▶ _Your instructions_:
Render the listing as a Markdown table with the columns Row and Line, giving each line a row number and skipping blank lines. Omit the pictures.

▶ _Raw data_:
= = = =

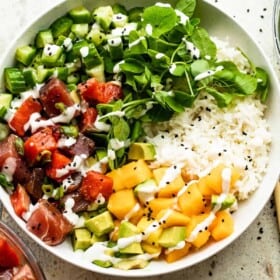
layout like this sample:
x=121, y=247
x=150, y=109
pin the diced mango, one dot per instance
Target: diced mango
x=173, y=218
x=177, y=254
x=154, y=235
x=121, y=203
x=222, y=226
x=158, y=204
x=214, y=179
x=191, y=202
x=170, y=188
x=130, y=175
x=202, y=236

= = = =

▶ _Answer to the task_:
| Row | Line |
|---|---|
| 1 | layout like this sample: |
| 2 | x=121, y=247 |
| 3 | x=150, y=109 |
| 4 | pin the diced mango, one dot per instance |
| 5 | Target: diced mango |
| 6 | x=173, y=218 |
| 7 | x=177, y=254 |
| 8 | x=154, y=235 |
| 9 | x=121, y=203 |
| 10 | x=222, y=226 |
| 11 | x=158, y=204 |
| 12 | x=214, y=179 |
| 13 | x=191, y=202 |
| 14 | x=170, y=188 |
| 15 | x=130, y=175 |
| 16 | x=202, y=236 |